◆ **YOUR GOAL**: Each line below has to be set down again exactly.

◆ **RECORD SET**:
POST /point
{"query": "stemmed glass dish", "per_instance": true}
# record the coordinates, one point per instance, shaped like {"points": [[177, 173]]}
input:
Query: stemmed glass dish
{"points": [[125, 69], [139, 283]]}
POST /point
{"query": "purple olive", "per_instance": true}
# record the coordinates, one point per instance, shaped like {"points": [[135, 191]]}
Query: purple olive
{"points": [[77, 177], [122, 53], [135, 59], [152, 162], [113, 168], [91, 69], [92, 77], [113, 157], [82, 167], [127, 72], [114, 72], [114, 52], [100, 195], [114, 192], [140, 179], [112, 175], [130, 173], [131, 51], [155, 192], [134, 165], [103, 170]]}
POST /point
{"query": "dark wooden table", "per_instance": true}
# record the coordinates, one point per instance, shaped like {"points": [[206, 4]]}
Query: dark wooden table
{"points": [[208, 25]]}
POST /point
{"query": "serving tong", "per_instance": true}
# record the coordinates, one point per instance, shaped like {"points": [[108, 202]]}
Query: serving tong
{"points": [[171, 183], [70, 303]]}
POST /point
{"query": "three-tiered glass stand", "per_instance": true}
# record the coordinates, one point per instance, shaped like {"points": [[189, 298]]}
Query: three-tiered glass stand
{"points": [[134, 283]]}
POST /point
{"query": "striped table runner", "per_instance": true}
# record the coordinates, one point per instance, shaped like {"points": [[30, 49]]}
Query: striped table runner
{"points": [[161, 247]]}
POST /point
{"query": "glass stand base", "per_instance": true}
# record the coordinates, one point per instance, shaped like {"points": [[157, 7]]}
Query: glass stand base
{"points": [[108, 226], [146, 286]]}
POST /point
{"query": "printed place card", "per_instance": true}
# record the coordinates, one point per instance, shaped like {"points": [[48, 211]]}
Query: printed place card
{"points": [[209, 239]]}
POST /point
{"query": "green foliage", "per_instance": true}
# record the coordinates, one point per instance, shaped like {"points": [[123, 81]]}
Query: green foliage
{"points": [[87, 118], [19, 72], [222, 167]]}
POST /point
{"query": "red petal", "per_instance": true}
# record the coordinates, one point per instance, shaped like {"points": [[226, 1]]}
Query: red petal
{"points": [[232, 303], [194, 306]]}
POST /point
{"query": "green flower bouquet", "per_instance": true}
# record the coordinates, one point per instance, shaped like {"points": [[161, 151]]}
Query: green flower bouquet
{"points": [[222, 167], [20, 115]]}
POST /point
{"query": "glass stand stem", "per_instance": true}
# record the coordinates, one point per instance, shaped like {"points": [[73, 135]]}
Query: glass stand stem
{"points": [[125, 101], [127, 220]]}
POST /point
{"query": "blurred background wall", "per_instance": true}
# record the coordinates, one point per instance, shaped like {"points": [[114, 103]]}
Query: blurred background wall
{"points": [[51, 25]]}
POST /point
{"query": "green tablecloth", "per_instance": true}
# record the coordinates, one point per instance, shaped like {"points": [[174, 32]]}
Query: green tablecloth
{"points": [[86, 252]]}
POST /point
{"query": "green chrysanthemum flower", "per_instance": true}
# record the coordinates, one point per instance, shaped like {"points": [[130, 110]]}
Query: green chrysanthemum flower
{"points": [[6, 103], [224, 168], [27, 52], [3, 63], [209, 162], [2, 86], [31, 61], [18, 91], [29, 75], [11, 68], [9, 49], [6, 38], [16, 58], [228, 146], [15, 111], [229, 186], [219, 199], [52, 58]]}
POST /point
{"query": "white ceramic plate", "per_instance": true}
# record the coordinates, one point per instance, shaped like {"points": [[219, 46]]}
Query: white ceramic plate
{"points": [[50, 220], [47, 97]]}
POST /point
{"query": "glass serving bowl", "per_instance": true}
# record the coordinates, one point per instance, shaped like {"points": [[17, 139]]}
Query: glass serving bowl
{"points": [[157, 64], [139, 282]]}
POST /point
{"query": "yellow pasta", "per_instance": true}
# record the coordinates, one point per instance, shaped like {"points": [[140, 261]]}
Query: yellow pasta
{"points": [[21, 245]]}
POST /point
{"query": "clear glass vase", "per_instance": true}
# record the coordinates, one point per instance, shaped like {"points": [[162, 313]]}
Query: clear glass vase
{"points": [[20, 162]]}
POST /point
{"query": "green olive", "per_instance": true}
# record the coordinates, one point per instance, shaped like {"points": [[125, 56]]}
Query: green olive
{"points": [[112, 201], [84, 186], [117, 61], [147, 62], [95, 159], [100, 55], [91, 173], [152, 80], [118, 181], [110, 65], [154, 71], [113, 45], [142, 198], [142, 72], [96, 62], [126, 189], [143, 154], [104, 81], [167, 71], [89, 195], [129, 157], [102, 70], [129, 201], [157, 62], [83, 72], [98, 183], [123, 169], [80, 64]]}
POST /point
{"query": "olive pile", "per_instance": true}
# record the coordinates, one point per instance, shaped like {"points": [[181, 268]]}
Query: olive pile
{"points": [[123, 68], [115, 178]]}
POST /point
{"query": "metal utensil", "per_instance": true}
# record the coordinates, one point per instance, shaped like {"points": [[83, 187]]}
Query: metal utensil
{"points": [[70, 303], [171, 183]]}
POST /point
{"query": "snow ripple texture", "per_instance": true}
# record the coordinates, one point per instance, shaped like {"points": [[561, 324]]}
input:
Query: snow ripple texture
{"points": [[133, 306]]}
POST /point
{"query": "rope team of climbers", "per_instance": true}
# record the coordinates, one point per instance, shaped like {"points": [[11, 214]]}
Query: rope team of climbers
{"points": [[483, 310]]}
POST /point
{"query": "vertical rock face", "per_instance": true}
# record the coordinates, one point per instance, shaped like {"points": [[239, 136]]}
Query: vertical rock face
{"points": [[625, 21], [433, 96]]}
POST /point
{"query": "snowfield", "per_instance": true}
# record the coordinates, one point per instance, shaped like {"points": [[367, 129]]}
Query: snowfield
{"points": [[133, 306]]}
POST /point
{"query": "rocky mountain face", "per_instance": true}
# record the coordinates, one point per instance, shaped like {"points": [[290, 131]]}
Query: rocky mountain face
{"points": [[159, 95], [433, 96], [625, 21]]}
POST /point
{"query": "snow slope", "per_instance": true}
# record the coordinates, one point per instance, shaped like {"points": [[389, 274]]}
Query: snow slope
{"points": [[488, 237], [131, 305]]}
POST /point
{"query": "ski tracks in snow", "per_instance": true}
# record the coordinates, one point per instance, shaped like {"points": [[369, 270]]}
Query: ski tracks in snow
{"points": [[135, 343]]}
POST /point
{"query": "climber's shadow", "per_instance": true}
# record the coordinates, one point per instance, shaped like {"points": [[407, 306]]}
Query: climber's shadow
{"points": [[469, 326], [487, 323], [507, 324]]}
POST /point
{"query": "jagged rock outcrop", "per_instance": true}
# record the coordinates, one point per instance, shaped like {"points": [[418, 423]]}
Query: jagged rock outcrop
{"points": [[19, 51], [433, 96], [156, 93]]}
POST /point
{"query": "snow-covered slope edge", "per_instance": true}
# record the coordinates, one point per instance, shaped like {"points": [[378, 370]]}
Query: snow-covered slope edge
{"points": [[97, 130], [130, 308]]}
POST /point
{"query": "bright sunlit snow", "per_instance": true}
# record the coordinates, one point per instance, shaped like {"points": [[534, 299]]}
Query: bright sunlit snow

◆ **RESPONSE AREA**:
POST /point
{"query": "stemmed glass dish", "per_instance": true}
# record the coordinates, one point per instance, shaped like {"points": [[177, 173]]}
input:
Query: stemmed glass dish
{"points": [[125, 69], [139, 283]]}
POST /point
{"query": "purple olive", "per_instance": true}
# record the coordinates, one point per instance, shaped like {"points": [[135, 191]]}
Query: purple olive
{"points": [[77, 177], [122, 53], [135, 59], [152, 162], [113, 168], [91, 69], [92, 77], [113, 157], [82, 167], [127, 72], [114, 72], [114, 52], [100, 195], [114, 192], [140, 179], [112, 175], [130, 173], [131, 51], [155, 192], [134, 165], [103, 170]]}
POST /point
{"query": "dark wooden table", "per_instance": true}
# record the coordinates, one point per instance, shaped like {"points": [[206, 4]]}
Query: dark wooden table
{"points": [[208, 25]]}
POST /point
{"query": "serving tong", "per_instance": true}
# record the coordinates, one point per instance, shaped like {"points": [[108, 202]]}
Query: serving tong
{"points": [[171, 183], [70, 303]]}
POST /point
{"query": "three-tiered glass stand", "per_instance": true}
# record the coordinates, one point per instance, shaped like {"points": [[189, 298]]}
Query: three-tiered glass stand
{"points": [[134, 283]]}
POST /point
{"query": "striped table runner", "per_instance": true}
# record the coordinates, one point per instance, shaped like {"points": [[30, 49]]}
Query: striped table runner
{"points": [[161, 247]]}
POST /point
{"query": "glass stand base", "per_instance": true}
# record the coordinates, one point per instance, shaped like {"points": [[157, 7]]}
Query: glass stand base
{"points": [[108, 226], [146, 286]]}
POST /point
{"query": "printed place card", "per_instance": true}
# record the coordinates, one point per instance, shaped like {"points": [[48, 211]]}
Query: printed place card
{"points": [[209, 239]]}
POST /point
{"query": "green foliage", "per_instance": true}
# record the coordinates, one point per instance, shaped like {"points": [[123, 81]]}
Query: green foliage
{"points": [[87, 118], [19, 72], [222, 167]]}
POST /point
{"query": "red petal", "per_instance": true}
# record the coordinates, one point per instance, shaped like {"points": [[226, 1]]}
Query: red petal
{"points": [[232, 303], [194, 306]]}
POST /point
{"query": "green flower bouquet", "per_instance": true}
# record the coordinates, one point per instance, shaped like {"points": [[161, 151]]}
Query: green flower bouquet
{"points": [[222, 167], [20, 115]]}
POST /point
{"query": "glass stand stem", "per_instance": true}
# record the coordinates, one point per instance, shaped like {"points": [[73, 135]]}
Query: glass stand stem
{"points": [[125, 101], [127, 220]]}
POST /point
{"query": "blurred background wall", "per_instance": true}
# record the coordinates, one point per instance, shaped like {"points": [[114, 103]]}
Query: blurred background wall
{"points": [[51, 25]]}
POST /point
{"query": "green tablecloth", "per_instance": true}
# record the coordinates, one point per instance, shaped like {"points": [[174, 32]]}
Query: green tablecloth
{"points": [[86, 252]]}
POST /point
{"query": "green chrysanthemum flower", "per_instance": true}
# record the coordinates, one point per instance, shaped like {"points": [[130, 110]]}
Query: green chrysanthemum flower
{"points": [[6, 103], [224, 168], [27, 52], [3, 63], [209, 162], [2, 86], [31, 61], [18, 91], [29, 75], [11, 68], [9, 49], [6, 38], [16, 58], [228, 146], [15, 111], [229, 186], [219, 199], [52, 58]]}
POST /point
{"query": "white ceramic plate", "per_instance": true}
# record the coordinates, one point per instance, shaped like {"points": [[219, 46]]}
Query: white ceramic plate
{"points": [[50, 220], [47, 97]]}
POST /point
{"query": "glass serving bowl", "per_instance": true}
# record the coordinates, one point per instance, shaped like {"points": [[17, 139]]}
Query: glass serving bowl
{"points": [[157, 64], [139, 282]]}
POST /point
{"query": "yellow pasta", "per_instance": true}
# record the coordinates, one point per instance, shaped like {"points": [[140, 261]]}
Query: yellow pasta
{"points": [[21, 245]]}
POST /point
{"query": "clear glass vase", "per_instance": true}
# record the coordinates, one point per instance, shaped like {"points": [[162, 313]]}
Query: clear glass vase
{"points": [[20, 162]]}
POST /point
{"query": "green olive", "per_instance": true}
# record the coordinates, one point per instance, shaped like {"points": [[125, 56]]}
Query: green olive
{"points": [[112, 201], [84, 186], [117, 61], [147, 62], [95, 159], [100, 55], [91, 173], [152, 80], [118, 181], [110, 65], [154, 71], [113, 45], [142, 198], [142, 72], [96, 62], [126, 189], [143, 154], [104, 81], [167, 71], [89, 195], [129, 157], [102, 70], [129, 201], [157, 62], [83, 72], [98, 183], [123, 169], [80, 64]]}
POST /point
{"query": "olive pile", "per_instance": true}
# record the coordinates, one point per instance, shaped like {"points": [[181, 268]]}
Query: olive pile
{"points": [[123, 68], [115, 178]]}
POST /point
{"query": "metal utensil", "per_instance": true}
# record the coordinates, one point per instance, shaped like {"points": [[83, 187]]}
Query: metal utensil
{"points": [[70, 303], [171, 183]]}
POST /point
{"query": "snow ripple texture", "per_instance": true}
# record the coordinates, one point per instance, shaped like {"points": [[561, 324]]}
input:
Query: snow ripple texture
{"points": [[133, 306]]}
POST /point
{"query": "rope team of climbers", "per_instance": true}
# record the coordinates, one point per instance, shaped like {"points": [[11, 214]]}
Query: rope team of climbers
{"points": [[483, 310]]}
POST /point
{"query": "vertical rock face", "per_instance": true}
# record the coordinates, one point per instance, shaped like {"points": [[239, 136]]}
Query: vertical rock face
{"points": [[625, 21], [433, 96]]}
POST /point
{"query": "snowfield", "per_instance": true}
# record the coordinates, one point per instance, shaped like {"points": [[367, 129]]}
Query: snowfield
{"points": [[133, 306]]}
POST /point
{"query": "rocky mountain face", "per_instance": true}
# record the coordinates, one point per instance, shaped like {"points": [[290, 131]]}
Query: rocky mountain face
{"points": [[159, 95], [433, 96], [625, 21]]}
POST /point
{"query": "snow slope", "per_instance": true}
# record the coordinates, one point per instance, shaped like {"points": [[389, 274]]}
Query: snow slope
{"points": [[488, 237], [131, 305]]}
POST /point
{"query": "ski tracks in snow", "per_instance": true}
# record the coordinates, one point per instance, shaped like {"points": [[369, 270]]}
Query: ski tracks in snow
{"points": [[135, 343]]}
POST /point
{"query": "climber's shadow", "per_instance": true}
# record the coordinates, one point per instance, shaped like {"points": [[407, 306]]}
Query: climber's shadow
{"points": [[469, 326], [487, 323], [507, 324]]}
POST /point
{"query": "jagged rock outcrop", "per_instance": true}
# record the coordinates, one point per instance, shaped like {"points": [[418, 423]]}
Query: jagged rock outcrop
{"points": [[19, 51], [433, 96], [156, 93]]}
POST /point
{"query": "snow-covered slope edge", "per_instance": true}
# record the coordinates, one point per instance, shaped like {"points": [[378, 370]]}
Query: snow-covered slope edge
{"points": [[97, 130], [130, 308]]}
POST /point
{"query": "bright sunlit snow", "per_instance": true}
# record the coordinates, one point per instance, shaped like {"points": [[534, 299]]}
Query: bright sunlit snow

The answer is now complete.